▶ [Exercise description]:
Count the lines in the rows below that contain the word "embankment". Reply with the number alone.

# # # # # # #

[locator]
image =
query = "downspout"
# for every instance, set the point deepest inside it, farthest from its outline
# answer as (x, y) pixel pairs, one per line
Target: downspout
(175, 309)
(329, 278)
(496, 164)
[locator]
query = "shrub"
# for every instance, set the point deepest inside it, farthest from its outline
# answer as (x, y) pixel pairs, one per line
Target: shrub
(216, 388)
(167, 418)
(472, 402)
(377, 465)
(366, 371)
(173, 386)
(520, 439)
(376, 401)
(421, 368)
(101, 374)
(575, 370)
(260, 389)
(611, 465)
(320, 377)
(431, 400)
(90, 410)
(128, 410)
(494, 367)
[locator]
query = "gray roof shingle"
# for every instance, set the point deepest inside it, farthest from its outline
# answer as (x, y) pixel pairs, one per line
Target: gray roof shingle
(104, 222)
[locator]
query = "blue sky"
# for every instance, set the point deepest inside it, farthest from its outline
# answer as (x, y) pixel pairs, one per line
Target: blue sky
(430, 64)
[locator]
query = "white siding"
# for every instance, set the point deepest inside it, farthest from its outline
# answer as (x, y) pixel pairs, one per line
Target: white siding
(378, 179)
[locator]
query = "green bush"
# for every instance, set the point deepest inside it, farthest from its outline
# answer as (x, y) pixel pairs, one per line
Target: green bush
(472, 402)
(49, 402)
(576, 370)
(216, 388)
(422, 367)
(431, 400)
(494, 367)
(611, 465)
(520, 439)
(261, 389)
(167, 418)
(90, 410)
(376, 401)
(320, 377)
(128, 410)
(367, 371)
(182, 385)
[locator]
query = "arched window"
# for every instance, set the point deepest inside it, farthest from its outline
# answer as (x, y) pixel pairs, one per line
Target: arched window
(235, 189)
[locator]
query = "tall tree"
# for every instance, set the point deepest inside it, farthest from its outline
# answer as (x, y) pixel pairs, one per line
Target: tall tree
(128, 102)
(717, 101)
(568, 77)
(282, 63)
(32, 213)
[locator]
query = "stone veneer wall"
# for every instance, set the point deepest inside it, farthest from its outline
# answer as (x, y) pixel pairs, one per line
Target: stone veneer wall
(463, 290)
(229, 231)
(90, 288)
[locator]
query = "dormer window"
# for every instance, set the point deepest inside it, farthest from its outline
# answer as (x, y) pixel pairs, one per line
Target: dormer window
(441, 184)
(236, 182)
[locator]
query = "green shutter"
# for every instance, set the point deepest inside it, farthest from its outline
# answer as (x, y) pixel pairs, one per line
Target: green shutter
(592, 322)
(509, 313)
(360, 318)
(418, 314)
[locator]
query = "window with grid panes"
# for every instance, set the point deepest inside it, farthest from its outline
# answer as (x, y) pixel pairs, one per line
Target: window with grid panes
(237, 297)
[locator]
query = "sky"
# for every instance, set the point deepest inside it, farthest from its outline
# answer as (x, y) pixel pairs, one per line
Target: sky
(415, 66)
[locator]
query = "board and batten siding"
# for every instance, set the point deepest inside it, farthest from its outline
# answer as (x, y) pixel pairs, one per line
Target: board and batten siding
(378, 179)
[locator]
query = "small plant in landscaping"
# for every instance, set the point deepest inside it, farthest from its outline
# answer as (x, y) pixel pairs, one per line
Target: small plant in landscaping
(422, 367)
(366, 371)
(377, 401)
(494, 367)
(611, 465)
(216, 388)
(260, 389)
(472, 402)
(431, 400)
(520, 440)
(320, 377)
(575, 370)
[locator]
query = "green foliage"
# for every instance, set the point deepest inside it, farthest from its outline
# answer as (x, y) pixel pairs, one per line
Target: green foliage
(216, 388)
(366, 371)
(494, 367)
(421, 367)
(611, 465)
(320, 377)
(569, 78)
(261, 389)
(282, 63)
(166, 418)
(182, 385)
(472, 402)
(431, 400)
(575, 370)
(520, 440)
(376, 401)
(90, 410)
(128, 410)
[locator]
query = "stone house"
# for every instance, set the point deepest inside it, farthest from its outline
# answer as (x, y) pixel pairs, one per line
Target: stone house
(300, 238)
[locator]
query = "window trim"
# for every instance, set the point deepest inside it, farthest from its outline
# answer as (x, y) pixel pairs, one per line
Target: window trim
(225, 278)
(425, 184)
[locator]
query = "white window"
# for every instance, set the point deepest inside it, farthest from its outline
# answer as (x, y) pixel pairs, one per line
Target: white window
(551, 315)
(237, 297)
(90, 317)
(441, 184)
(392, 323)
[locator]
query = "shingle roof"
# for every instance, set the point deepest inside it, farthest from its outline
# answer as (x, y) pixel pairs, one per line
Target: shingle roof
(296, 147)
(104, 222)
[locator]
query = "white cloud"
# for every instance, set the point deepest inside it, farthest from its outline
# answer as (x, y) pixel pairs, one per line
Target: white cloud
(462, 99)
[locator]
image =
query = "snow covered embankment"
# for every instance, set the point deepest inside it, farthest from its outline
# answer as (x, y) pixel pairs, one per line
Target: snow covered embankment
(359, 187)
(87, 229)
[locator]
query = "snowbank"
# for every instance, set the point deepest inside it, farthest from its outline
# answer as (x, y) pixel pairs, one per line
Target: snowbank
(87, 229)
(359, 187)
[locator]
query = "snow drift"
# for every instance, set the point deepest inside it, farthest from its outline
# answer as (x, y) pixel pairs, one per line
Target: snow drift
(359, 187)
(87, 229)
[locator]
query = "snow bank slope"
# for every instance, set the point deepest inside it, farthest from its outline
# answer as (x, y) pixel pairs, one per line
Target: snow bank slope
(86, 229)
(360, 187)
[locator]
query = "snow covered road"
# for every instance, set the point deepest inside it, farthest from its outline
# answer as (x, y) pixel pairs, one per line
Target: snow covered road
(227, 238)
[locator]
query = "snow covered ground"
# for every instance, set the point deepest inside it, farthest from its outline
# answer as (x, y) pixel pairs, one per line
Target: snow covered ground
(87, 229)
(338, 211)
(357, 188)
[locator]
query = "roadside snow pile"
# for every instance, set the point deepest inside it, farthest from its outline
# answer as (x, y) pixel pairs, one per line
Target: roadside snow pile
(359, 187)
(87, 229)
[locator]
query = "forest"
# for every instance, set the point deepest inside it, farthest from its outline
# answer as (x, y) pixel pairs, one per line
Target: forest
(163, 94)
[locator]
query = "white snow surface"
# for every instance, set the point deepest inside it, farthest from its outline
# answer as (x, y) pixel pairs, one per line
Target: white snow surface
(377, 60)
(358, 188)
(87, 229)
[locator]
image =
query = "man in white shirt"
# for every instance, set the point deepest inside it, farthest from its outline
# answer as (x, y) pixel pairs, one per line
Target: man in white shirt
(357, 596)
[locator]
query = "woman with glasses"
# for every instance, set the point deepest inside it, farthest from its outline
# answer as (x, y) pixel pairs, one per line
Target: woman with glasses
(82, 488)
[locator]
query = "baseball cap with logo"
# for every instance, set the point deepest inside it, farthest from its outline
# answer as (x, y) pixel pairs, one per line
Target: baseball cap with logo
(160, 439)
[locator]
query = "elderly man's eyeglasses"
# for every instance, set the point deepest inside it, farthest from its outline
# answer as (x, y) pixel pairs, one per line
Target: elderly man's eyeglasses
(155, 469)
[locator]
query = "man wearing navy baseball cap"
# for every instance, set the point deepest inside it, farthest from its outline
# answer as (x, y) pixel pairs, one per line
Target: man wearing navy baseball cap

# # # # # # #

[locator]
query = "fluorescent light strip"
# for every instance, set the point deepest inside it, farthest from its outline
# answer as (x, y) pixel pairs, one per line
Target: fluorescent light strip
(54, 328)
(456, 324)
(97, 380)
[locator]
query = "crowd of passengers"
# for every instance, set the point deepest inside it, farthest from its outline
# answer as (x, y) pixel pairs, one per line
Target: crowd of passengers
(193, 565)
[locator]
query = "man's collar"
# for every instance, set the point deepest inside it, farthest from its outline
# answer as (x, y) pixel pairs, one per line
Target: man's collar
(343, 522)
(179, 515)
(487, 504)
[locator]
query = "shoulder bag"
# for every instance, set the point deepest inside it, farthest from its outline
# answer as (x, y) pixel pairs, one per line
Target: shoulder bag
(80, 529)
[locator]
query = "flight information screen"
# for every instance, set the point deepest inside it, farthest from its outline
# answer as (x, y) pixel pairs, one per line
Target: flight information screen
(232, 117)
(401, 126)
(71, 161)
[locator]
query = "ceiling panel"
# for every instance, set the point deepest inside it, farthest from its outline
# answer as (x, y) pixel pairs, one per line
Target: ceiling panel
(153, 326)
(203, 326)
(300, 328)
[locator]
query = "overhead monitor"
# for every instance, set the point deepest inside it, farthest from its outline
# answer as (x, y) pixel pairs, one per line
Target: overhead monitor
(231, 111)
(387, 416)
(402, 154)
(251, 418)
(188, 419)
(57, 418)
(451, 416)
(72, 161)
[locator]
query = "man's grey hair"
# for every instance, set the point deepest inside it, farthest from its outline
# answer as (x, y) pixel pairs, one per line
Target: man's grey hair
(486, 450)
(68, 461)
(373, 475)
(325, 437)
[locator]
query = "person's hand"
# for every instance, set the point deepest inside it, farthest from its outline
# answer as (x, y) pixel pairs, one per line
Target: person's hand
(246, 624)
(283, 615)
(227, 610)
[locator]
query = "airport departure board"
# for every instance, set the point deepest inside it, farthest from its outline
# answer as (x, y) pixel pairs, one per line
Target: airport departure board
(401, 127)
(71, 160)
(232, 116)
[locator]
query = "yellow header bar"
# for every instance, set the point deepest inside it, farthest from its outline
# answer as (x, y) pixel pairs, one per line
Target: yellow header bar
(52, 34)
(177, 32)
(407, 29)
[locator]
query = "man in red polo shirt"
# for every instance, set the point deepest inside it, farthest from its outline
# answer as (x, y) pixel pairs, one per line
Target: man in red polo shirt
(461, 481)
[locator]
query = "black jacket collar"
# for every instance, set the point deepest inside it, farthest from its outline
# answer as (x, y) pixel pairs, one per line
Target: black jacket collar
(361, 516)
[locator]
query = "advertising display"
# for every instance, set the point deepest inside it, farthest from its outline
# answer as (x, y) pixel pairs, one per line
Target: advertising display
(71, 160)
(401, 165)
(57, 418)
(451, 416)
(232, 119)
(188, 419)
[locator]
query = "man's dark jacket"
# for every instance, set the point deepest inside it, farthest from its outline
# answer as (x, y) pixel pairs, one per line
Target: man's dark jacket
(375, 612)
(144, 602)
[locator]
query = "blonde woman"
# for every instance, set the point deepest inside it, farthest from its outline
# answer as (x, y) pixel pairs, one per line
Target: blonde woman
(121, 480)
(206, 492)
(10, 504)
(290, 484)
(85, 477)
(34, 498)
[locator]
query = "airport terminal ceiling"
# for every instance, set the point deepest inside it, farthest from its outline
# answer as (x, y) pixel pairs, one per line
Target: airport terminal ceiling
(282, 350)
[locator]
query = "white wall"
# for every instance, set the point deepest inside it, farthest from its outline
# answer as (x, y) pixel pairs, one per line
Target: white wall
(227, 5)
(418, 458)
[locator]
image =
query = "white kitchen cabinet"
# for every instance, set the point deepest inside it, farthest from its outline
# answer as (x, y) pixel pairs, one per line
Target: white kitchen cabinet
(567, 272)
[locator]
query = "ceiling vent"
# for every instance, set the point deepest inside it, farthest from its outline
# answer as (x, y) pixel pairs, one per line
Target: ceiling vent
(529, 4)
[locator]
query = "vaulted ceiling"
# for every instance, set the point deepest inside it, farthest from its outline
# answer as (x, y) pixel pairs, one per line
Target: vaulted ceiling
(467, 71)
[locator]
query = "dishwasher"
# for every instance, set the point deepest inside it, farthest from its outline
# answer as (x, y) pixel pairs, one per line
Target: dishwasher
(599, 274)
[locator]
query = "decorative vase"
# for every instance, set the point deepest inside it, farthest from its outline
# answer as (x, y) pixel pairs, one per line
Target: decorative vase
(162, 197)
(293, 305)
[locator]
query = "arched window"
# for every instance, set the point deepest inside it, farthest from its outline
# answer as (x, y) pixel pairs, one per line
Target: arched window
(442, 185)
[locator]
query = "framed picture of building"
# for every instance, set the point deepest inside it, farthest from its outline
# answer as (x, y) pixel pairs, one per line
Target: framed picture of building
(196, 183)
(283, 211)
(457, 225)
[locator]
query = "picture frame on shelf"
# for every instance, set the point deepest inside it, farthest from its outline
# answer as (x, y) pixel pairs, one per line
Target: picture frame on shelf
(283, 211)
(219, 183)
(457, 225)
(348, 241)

# # # # # # #

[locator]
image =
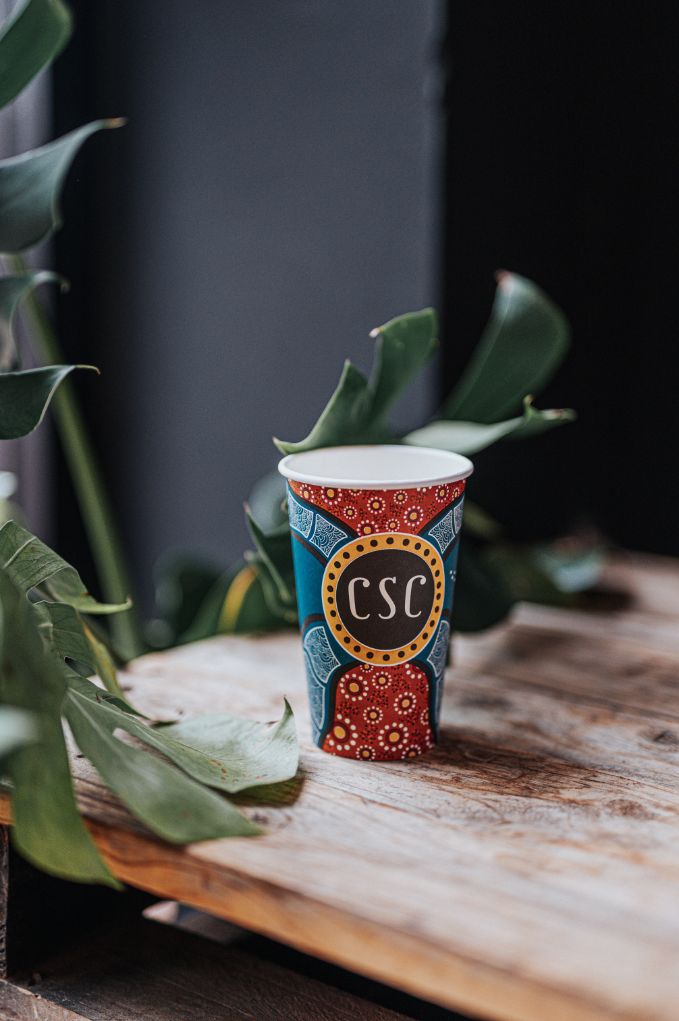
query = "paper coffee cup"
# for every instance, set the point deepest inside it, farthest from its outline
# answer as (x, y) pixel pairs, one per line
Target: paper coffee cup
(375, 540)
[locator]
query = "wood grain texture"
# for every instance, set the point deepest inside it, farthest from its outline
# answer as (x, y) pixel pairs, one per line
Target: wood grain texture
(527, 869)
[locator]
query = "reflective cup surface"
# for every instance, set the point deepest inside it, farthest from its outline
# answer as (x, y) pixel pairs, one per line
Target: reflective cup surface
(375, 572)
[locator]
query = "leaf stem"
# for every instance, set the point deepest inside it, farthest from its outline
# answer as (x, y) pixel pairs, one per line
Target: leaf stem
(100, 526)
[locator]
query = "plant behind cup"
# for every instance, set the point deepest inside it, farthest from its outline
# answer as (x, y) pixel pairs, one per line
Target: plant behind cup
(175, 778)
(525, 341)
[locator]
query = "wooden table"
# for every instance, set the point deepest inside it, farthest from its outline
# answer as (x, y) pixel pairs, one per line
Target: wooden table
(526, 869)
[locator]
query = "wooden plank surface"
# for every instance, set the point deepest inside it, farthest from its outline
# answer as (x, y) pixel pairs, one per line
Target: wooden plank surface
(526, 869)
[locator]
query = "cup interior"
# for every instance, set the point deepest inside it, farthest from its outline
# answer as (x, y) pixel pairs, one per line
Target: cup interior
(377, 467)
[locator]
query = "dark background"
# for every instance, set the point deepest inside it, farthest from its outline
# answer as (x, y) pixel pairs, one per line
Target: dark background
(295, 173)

# # # # # # #

▶ [Task output]:
2